**STATED GOAL**. Convert every line of the data below into a Markdown table with two columns, Row and Line, numbering the rows in order and omitting any blank lines.

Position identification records
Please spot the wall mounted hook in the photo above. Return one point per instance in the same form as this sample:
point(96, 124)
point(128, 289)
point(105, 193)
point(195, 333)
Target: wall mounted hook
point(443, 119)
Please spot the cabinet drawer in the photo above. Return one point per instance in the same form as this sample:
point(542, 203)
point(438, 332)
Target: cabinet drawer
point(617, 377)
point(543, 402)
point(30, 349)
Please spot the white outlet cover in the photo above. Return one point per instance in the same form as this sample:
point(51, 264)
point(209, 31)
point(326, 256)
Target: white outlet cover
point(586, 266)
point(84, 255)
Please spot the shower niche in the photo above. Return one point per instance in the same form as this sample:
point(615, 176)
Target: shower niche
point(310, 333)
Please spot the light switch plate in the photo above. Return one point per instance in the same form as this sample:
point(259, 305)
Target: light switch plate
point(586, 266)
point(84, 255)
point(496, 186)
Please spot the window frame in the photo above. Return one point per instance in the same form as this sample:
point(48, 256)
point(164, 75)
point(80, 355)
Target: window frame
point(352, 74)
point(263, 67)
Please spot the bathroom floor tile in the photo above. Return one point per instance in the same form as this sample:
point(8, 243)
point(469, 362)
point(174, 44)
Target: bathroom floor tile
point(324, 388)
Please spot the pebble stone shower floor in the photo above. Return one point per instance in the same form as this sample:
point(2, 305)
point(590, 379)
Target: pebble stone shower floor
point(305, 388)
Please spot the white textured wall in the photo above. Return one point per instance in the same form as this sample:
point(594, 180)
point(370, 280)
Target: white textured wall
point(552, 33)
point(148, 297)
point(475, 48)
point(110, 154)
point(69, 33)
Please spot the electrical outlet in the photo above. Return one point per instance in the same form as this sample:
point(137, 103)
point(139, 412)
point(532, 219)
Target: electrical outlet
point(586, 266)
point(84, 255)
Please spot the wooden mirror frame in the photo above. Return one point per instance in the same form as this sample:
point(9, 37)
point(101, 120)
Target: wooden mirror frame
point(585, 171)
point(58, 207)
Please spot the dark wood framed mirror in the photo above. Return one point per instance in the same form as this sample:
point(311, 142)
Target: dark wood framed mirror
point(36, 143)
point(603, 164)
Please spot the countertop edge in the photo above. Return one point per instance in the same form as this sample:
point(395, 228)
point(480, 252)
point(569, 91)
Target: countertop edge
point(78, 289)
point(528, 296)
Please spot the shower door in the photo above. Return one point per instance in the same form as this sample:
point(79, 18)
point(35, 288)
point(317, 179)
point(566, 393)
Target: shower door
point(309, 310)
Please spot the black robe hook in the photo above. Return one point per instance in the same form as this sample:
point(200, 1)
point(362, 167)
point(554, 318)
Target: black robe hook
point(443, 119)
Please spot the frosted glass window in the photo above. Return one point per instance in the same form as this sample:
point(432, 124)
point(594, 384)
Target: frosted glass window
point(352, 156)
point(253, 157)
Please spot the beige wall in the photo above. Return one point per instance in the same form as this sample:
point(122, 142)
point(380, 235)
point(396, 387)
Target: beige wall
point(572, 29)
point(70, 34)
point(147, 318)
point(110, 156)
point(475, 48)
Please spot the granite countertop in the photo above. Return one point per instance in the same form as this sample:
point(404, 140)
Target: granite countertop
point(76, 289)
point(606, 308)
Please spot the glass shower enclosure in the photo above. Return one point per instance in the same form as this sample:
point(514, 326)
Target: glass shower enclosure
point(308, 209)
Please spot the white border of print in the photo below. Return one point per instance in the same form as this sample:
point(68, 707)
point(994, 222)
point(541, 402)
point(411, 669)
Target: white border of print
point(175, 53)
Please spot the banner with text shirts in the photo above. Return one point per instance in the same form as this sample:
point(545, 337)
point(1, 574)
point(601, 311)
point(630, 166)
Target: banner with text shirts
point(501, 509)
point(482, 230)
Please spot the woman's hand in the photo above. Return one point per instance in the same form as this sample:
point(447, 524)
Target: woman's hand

**EXERCISE RESPONSE**.
| Row | Line |
|---|---|
| 1 | Please spot the wall mounted hook in the photo above. Return one point per instance in the same form as this sample: |
| 2 | point(96, 124) |
| 3 | point(128, 289) |
| 4 | point(105, 193) |
| 5 | point(195, 333) |
| 6 | Target: wall mounted hook |
| 7 | point(443, 119) |
| 8 | Please spot the cabinet drawer in the photo above. Return one point per instance in the same form as this sample: |
| 9 | point(542, 203) |
| 10 | point(438, 332) |
| 11 | Target: cabinet drawer |
| 12 | point(617, 377) |
| 13 | point(543, 402) |
| 14 | point(30, 349) |
| 15 | Please spot the white outlet cover in the photo above. Return one point per instance in the same form as this sample: |
| 16 | point(51, 264) |
| 17 | point(209, 31) |
| 18 | point(326, 256) |
| 19 | Target: white outlet cover |
| 20 | point(586, 266) |
| 21 | point(84, 255) |
| 22 | Please spot the shower niche in the photo above. Return one point per instance in the same form as this sample: |
| 23 | point(615, 176) |
| 24 | Target: shower niche |
| 25 | point(310, 333) |
| 26 | Please spot the light switch plate in the photo above. Return one point per instance in the same form as this sample: |
| 27 | point(259, 305) |
| 28 | Target: light switch plate |
| 29 | point(586, 266) |
| 30 | point(84, 255) |
| 31 | point(496, 186) |
| 32 | Please spot the window frame in the photo above. Return one point per instance in the same form as this sample: |
| 33 | point(48, 256) |
| 34 | point(164, 75) |
| 35 | point(80, 355) |
| 36 | Target: window frame |
| 37 | point(352, 74) |
| 38 | point(263, 67) |
| 39 | Please spot the bathroom floor tile in the photo above. Return one point per instance in the same form as this sample: |
| 40 | point(8, 243) |
| 41 | point(469, 362) |
| 42 | point(174, 44) |
| 43 | Target: bathroom floor tile |
| 44 | point(324, 388) |
| 45 | Please spot the pebble stone shower floor in the photo above. Return one point per instance in the same form as this sample: |
| 46 | point(2, 305) |
| 47 | point(590, 379) |
| 48 | Target: pebble stone shower floor |
| 49 | point(305, 388) |
| 50 | Please spot the white textured wall in the photo above. Return one point per instance in the same form as this sample: |
| 51 | point(594, 180) |
| 52 | point(370, 280) |
| 53 | Target: white textured wall |
| 54 | point(552, 33) |
| 55 | point(148, 297) |
| 56 | point(475, 48) |
| 57 | point(110, 154) |
| 58 | point(69, 33) |
| 59 | Please spot the electrical outlet in the photo above. Return one point per instance in the same form as this sample: |
| 60 | point(137, 103) |
| 61 | point(139, 412) |
| 62 | point(532, 219) |
| 63 | Target: electrical outlet |
| 64 | point(586, 266) |
| 65 | point(84, 255) |
| 66 | Please spot the wooden mirror frame in the photo above. Return one point per instance in the same form as this sample: |
| 67 | point(9, 37) |
| 68 | point(101, 120) |
| 69 | Target: wooden mirror frame |
| 70 | point(585, 171) |
| 71 | point(58, 207) |
| 72 | Please spot the dark wood framed mirror in the photo above. Return one point per instance in the same form as this sample: |
| 73 | point(311, 142) |
| 74 | Target: dark wood framed mirror |
| 75 | point(36, 143) |
| 76 | point(603, 164) |
| 77 | Please spot the countertop edge in the photo above. Return one point per instance in the same form as this sample: |
| 78 | point(395, 228) |
| 79 | point(480, 252) |
| 80 | point(569, 91) |
| 81 | Target: countertop edge |
| 82 | point(78, 289) |
| 83 | point(528, 296) |
| 84 | Please spot the shower door in the photo above. Return one point per instance in the same form as this sample: |
| 85 | point(79, 18) |
| 86 | point(35, 288) |
| 87 | point(317, 179) |
| 88 | point(566, 393) |
| 89 | Target: shower door |
| 90 | point(309, 310) |
| 91 | Please spot the black robe hook in the photo above. Return one point per instance in the same form as this sample: |
| 92 | point(200, 1) |
| 93 | point(362, 167) |
| 94 | point(554, 318) |
| 95 | Target: black robe hook |
| 96 | point(443, 119) |
| 97 | Please spot the frosted glass window in the photo above. Return one point per instance in the same form as this sample: |
| 98 | point(432, 124) |
| 99 | point(594, 384) |
| 100 | Target: frosted glass window |
| 101 | point(352, 156) |
| 102 | point(253, 157) |
| 103 | Please spot the beige wall in the photo above. Return one point per instance in the same form as this sample: |
| 104 | point(122, 142) |
| 105 | point(380, 235) |
| 106 | point(396, 387) |
| 107 | Target: beige wall |
| 108 | point(572, 29) |
| 109 | point(70, 34) |
| 110 | point(147, 318) |
| 111 | point(110, 156) |
| 112 | point(475, 48) |
| 113 | Please spot the granite countertop in the photo above. Return one point per instance in the same form as this sample: |
| 114 | point(404, 140) |
| 115 | Target: granite countertop |
| 116 | point(76, 289) |
| 117 | point(606, 308) |
| 118 | Please spot the glass shower enclosure in the photo above. Return one point per instance in the same form as this sample: |
| 119 | point(514, 326) |
| 120 | Target: glass shower enclosure |
| 121 | point(308, 209) |
| 122 | Please spot the white border of print in the photo below. Return one point per instance in the same form as this sample: |
| 123 | point(68, 707) |
| 124 | point(994, 222) |
| 125 | point(541, 402) |
| 126 | point(411, 669) |
| 127 | Target: white border of print |
| 128 | point(175, 53) |
| 129 | Please spot the banner with text shirts in the photo above. Return one point per instance in the same form as this sample: |
| 130 | point(545, 337) |
| 131 | point(1, 574) |
| 132 | point(601, 311) |
| 133 | point(630, 166) |
| 134 | Target: banner with text shirts |
| 135 | point(501, 509) |
| 136 | point(482, 230) |
| 137 | Please spot the woman's hand in the photo above. Return one point per instance in the same form as this sample: |
| 138 | point(447, 524) |
| 139 | Target: woman's hand |